Write out all the entries word for word and omit any pictures.
-- START OF RAW RECORDS --
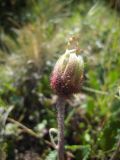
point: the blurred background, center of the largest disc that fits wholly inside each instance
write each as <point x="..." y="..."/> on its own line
<point x="33" y="34"/>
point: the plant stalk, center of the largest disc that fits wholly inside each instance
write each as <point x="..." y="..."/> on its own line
<point x="60" y="119"/>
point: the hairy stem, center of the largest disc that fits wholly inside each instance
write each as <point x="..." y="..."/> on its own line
<point x="60" y="118"/>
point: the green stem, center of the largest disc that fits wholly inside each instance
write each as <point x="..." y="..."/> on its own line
<point x="60" y="118"/>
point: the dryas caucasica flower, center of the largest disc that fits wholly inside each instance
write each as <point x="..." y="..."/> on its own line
<point x="67" y="75"/>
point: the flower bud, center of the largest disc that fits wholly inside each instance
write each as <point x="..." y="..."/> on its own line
<point x="67" y="75"/>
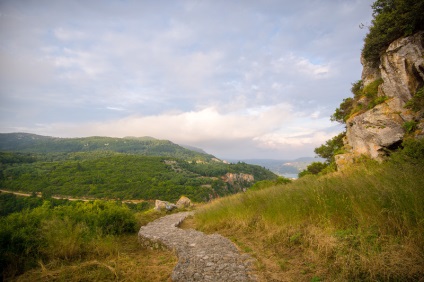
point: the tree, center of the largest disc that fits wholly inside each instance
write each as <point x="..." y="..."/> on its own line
<point x="392" y="19"/>
<point x="314" y="168"/>
<point x="331" y="147"/>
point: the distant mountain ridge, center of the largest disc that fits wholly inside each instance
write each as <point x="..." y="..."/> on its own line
<point x="148" y="146"/>
<point x="287" y="168"/>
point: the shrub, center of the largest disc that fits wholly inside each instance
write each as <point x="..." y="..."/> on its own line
<point x="392" y="19"/>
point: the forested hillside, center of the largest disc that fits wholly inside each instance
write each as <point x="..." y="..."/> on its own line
<point x="148" y="146"/>
<point x="112" y="175"/>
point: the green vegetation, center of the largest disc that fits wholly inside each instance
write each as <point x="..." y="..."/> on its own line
<point x="111" y="175"/>
<point x="365" y="98"/>
<point x="362" y="224"/>
<point x="147" y="146"/>
<point x="269" y="183"/>
<point x="64" y="232"/>
<point x="392" y="19"/>
<point x="327" y="151"/>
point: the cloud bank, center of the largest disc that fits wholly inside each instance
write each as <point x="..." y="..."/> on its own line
<point x="240" y="79"/>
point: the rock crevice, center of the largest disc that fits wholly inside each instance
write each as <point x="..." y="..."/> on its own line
<point x="375" y="131"/>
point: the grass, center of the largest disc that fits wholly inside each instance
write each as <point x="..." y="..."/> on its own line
<point x="126" y="262"/>
<point x="363" y="224"/>
<point x="104" y="258"/>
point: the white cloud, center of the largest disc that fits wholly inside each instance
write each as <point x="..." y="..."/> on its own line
<point x="233" y="76"/>
<point x="68" y="34"/>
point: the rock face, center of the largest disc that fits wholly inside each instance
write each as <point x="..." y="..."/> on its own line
<point x="183" y="202"/>
<point x="381" y="128"/>
<point x="163" y="205"/>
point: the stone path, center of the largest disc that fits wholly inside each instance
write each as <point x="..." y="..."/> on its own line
<point x="200" y="257"/>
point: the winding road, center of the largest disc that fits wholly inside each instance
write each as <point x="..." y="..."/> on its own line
<point x="201" y="257"/>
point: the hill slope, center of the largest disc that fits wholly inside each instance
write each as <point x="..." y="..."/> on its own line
<point x="148" y="146"/>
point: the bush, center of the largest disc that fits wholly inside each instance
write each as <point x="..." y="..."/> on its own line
<point x="392" y="19"/>
<point x="61" y="232"/>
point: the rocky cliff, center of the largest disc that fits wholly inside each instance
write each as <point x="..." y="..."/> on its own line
<point x="377" y="131"/>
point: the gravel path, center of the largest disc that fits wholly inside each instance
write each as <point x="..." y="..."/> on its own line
<point x="200" y="257"/>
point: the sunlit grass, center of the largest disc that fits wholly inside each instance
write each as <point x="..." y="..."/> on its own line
<point x="366" y="223"/>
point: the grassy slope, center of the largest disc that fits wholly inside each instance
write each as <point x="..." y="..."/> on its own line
<point x="70" y="253"/>
<point x="366" y="223"/>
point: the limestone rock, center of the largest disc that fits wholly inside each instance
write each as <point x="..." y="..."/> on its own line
<point x="369" y="72"/>
<point x="183" y="202"/>
<point x="402" y="67"/>
<point x="379" y="129"/>
<point x="233" y="178"/>
<point x="164" y="205"/>
<point x="376" y="129"/>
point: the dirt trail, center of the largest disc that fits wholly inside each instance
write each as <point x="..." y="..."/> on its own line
<point x="201" y="257"/>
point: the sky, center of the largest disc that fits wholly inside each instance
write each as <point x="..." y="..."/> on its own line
<point x="239" y="79"/>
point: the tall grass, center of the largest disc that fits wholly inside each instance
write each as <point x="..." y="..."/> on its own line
<point x="365" y="223"/>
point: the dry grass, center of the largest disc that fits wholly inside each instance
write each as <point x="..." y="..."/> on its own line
<point x="129" y="262"/>
<point x="366" y="224"/>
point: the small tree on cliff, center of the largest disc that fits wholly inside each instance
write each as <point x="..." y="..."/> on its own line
<point x="327" y="151"/>
<point x="392" y="19"/>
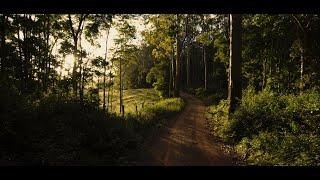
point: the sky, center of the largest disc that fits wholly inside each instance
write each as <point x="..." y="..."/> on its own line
<point x="95" y="51"/>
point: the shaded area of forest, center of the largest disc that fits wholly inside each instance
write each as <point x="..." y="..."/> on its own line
<point x="259" y="72"/>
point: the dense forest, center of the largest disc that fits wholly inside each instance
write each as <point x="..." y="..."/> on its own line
<point x="62" y="101"/>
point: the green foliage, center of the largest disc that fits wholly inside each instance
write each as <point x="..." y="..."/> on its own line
<point x="154" y="116"/>
<point x="272" y="129"/>
<point x="61" y="131"/>
<point x="157" y="76"/>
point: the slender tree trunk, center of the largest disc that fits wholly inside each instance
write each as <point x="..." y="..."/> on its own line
<point x="177" y="75"/>
<point x="3" y="41"/>
<point x="173" y="70"/>
<point x="302" y="59"/>
<point x="188" y="67"/>
<point x="104" y="74"/>
<point x="120" y="95"/>
<point x="205" y="67"/>
<point x="170" y="80"/>
<point x="234" y="92"/>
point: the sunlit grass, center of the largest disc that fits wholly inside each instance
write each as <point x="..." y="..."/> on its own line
<point x="141" y="98"/>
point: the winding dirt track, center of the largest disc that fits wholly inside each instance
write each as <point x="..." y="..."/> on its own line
<point x="186" y="141"/>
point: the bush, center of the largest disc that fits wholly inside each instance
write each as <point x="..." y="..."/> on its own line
<point x="58" y="131"/>
<point x="272" y="129"/>
<point x="154" y="115"/>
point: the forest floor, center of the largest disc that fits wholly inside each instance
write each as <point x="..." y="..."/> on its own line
<point x="186" y="141"/>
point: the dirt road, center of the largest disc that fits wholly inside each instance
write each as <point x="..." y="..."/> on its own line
<point x="186" y="141"/>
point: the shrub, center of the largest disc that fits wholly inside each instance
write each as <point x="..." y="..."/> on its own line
<point x="272" y="129"/>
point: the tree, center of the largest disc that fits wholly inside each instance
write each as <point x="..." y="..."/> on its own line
<point x="124" y="49"/>
<point x="235" y="88"/>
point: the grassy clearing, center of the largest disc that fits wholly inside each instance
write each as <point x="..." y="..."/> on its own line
<point x="141" y="98"/>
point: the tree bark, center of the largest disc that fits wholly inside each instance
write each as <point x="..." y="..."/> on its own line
<point x="188" y="67"/>
<point x="120" y="95"/>
<point x="235" y="89"/>
<point x="104" y="74"/>
<point x="205" y="67"/>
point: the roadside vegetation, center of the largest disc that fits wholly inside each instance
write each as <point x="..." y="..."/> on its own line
<point x="270" y="128"/>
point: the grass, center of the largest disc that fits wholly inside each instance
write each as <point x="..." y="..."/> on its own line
<point x="141" y="98"/>
<point x="63" y="131"/>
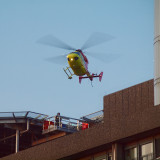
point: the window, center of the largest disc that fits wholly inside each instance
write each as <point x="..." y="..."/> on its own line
-- END OF RAW RECORDS --
OUTPUT OF THE TASK:
point: the blurred background, center of the largest disc that fits wholly inside each instance
write each as <point x="..." y="..."/> on its own line
<point x="33" y="34"/>
point: the plant stalk, center of the largest disc that fits wholly inside each instance
write each as <point x="..." y="..."/> on its own line
<point x="60" y="119"/>
point: the hairy stem, center of the largest disc that fits wholly inside each instance
write each as <point x="..." y="..."/> on its own line
<point x="60" y="118"/>
point: the green stem, center of the largest disc that fits wholly inside each instance
write each as <point x="..." y="..."/> on its own line
<point x="60" y="118"/>
point: the dryas caucasica flower, center of the largest disc that fits wholly inside each instance
write each as <point x="..." y="..."/> on its own line
<point x="67" y="75"/>
point: the flower bud, center of the largest disc that fits wholly inside each instance
write each as <point x="..." y="..."/> on its own line
<point x="67" y="75"/>
point: the tree, center of the largest disc that fits wholly inside each instance
write each as <point x="..." y="..."/> on its own line
<point x="392" y="19"/>
<point x="314" y="168"/>
<point x="331" y="147"/>
point: the distant mountain ridge, center of the largest disc that fits wholly inside each instance
write each as <point x="..." y="..."/> on its own line
<point x="148" y="146"/>
<point x="287" y="168"/>
point: the shrub, center of the largest disc that fits wholly inside each instance
write each as <point x="..." y="..."/> on its own line
<point x="392" y="19"/>
point: the forested hillside, center of the largest disc that fits wholly inside each instance
write each as <point x="..." y="..."/> on its own line
<point x="148" y="146"/>
<point x="112" y="175"/>
point: the green vegetation, center of the largest disc that fits wholly inside each instance
write each as <point x="..." y="..."/> on its own line
<point x="111" y="175"/>
<point x="365" y="98"/>
<point x="362" y="224"/>
<point x="147" y="146"/>
<point x="269" y="183"/>
<point x="64" y="232"/>
<point x="392" y="19"/>
<point x="327" y="151"/>
point: the cloud bank, center of the largest disc that fits wholly inside each instance
write each as <point x="..." y="..."/> on its own line
<point x="240" y="79"/>
point: the rock crevice, center of the largest disc that fits wholly inside each instance
write each as <point x="..." y="..."/> on its own line
<point x="375" y="131"/>
point: the grass, center of the largest disc that fits wholly inside each instance
write each as <point x="..." y="..."/> on its own line
<point x="126" y="262"/>
<point x="363" y="224"/>
<point x="104" y="258"/>
point: the white cloud, center of the largest disc that fits wholly inside each instance
write each as <point x="..." y="..."/> on its own line
<point x="233" y="76"/>
<point x="68" y="34"/>
point: the rock face, center of the largest disc that fits wholly inside each instance
write each as <point x="..." y="..."/> on its own line
<point x="183" y="202"/>
<point x="381" y="128"/>
<point x="163" y="205"/>
point: the stone path, center of the largest disc that fits wholly inside each instance
write each as <point x="..." y="..."/> on its own line
<point x="200" y="257"/>
point: the winding road, center of the largest disc that fits wholly inside each instance
write each as <point x="..." y="..."/> on its own line
<point x="201" y="257"/>
point: the hill slope, center of the largest disc that fits wholly inside each instance
write each as <point x="..." y="..."/> on its own line
<point x="148" y="146"/>
point: the bush, center of the largest disc that fits wholly inside each instance
write each as <point x="..." y="..."/> on its own line
<point x="392" y="19"/>
<point x="61" y="232"/>
point: the rocky cliff, center of the largest disc that fits wholly inside each instance
write each as <point x="..." y="..."/> on its own line
<point x="377" y="131"/>
point: the gravel path, center of the largest disc that fits wholly inside each instance
write each as <point x="..." y="..."/> on its own line
<point x="200" y="257"/>
point: the sunlit grass, center of the largest disc that fits wholly inside each instance
write each as <point x="..." y="..."/> on its own line
<point x="366" y="223"/>
point: the grassy slope, center of the largest disc that fits wholly inside each instance
write each as <point x="..." y="..."/> on its own line
<point x="70" y="253"/>
<point x="366" y="223"/>
point: the limestone rock, center of the largest disc that fits wholly inside each instance
write each as <point x="..." y="..."/> on its own line
<point x="369" y="72"/>
<point x="183" y="202"/>
<point x="402" y="67"/>
<point x="379" y="129"/>
<point x="233" y="178"/>
<point x="164" y="205"/>
<point x="376" y="129"/>
point: the dirt trail, center of the largest disc that fits wholly inside each instance
write each as <point x="..." y="..."/> on its own line
<point x="201" y="257"/>
point: the sky, center of the largest disc that fits wholly inside each instance
write each as <point x="..." y="..."/> on its own line
<point x="239" y="79"/>
point: the tall grass, center of the largest disc that fits wholly inside each instance
write each as <point x="..." y="..."/> on its own line
<point x="365" y="223"/>
point: the dry grass, center of the largest disc that fits wholly inside each instance
write each as <point x="..." y="..."/> on its own line
<point x="129" y="262"/>
<point x="366" y="224"/>
point: the small tree on cliff, center of the largest disc that fits wholly inside each instance
write each as <point x="..." y="..."/> on its own line
<point x="327" y="151"/>
<point x="392" y="19"/>
point: the sky, center of the largest disc that fits wholly inside each instance
write each as <point x="..." y="..."/> on its own line
<point x="95" y="51"/>
point: the shaded area of forest, center of the largest disc that fits wholly inside each instance
write each as <point x="..." y="..."/> on its own line
<point x="259" y="72"/>
point: the dense forest, center of the largest disc that fits wholly inside each instance
write each as <point x="..." y="..."/> on its own line
<point x="62" y="101"/>
point: the green foliage, center of the largest disc that fits wholly inside each instance
write each as <point x="..." y="..."/> on its own line
<point x="154" y="116"/>
<point x="272" y="129"/>
<point x="61" y="131"/>
<point x="157" y="76"/>
point: the slender tree trunk, center of the largest disc that fits wholly inside each instance
write each as <point x="..." y="..."/> on its own line
<point x="177" y="75"/>
<point x="3" y="41"/>
<point x="173" y="70"/>
<point x="302" y="59"/>
<point x="188" y="67"/>
<point x="104" y="74"/>
<point x="120" y="95"/>
<point x="205" y="67"/>
<point x="170" y="80"/>
<point x="234" y="92"/>
point: the sunlit grass, center of the largest disc that fits wholly inside each instance
write each as <point x="..." y="..."/> on its own line
<point x="141" y="98"/>
point: the winding dirt track, center of the largest disc that fits wholly inside each instance
write each as <point x="..." y="..."/> on its own line
<point x="186" y="141"/>
point: the bush, center of the largest disc that fits wholly inside each instance
write each as <point x="..." y="..."/> on its own line
<point x="58" y="131"/>
<point x="272" y="129"/>
<point x="154" y="115"/>
point: the forest floor, center of the largest disc that fits wholly inside each instance
write each as <point x="..." y="..."/> on its own line
<point x="186" y="141"/>
point: the dirt road, center of the largest disc that fits wholly inside each instance
write each as <point x="..." y="..."/> on its own line
<point x="186" y="141"/>
point: the shrub, center of the largest disc that fits wholly inside each instance
write each as <point x="..." y="..."/> on its own line
<point x="272" y="129"/>
point: the tree, center of the largest disc that fits wholly inside each instance
write each as <point x="..." y="..."/> on its own line
<point x="124" y="49"/>
<point x="235" y="88"/>
point: the grassy clearing, center of the largest disc that fits wholly inside each instance
write each as <point x="..." y="..."/> on its own line
<point x="141" y="98"/>
point: the tree bark, center of the largest disc that fits wholly inside each instance
write each as <point x="..." y="..."/> on its own line
<point x="188" y="67"/>
<point x="120" y="95"/>
<point x="235" y="89"/>
<point x="104" y="74"/>
<point x="205" y="67"/>
point: the roadside vegetation, center of the largest disc that fits wholly inside each instance
write each as <point x="..." y="..."/> on its own line
<point x="270" y="128"/>
point: the grass, center of the largest disc that fits wholly inside each instance
write each as <point x="..." y="..."/> on its own line
<point x="141" y="98"/>
<point x="63" y="131"/>
point: the window, center of the largest disc that fits wholly inside each instance
write each as <point x="..." y="..."/> on its own line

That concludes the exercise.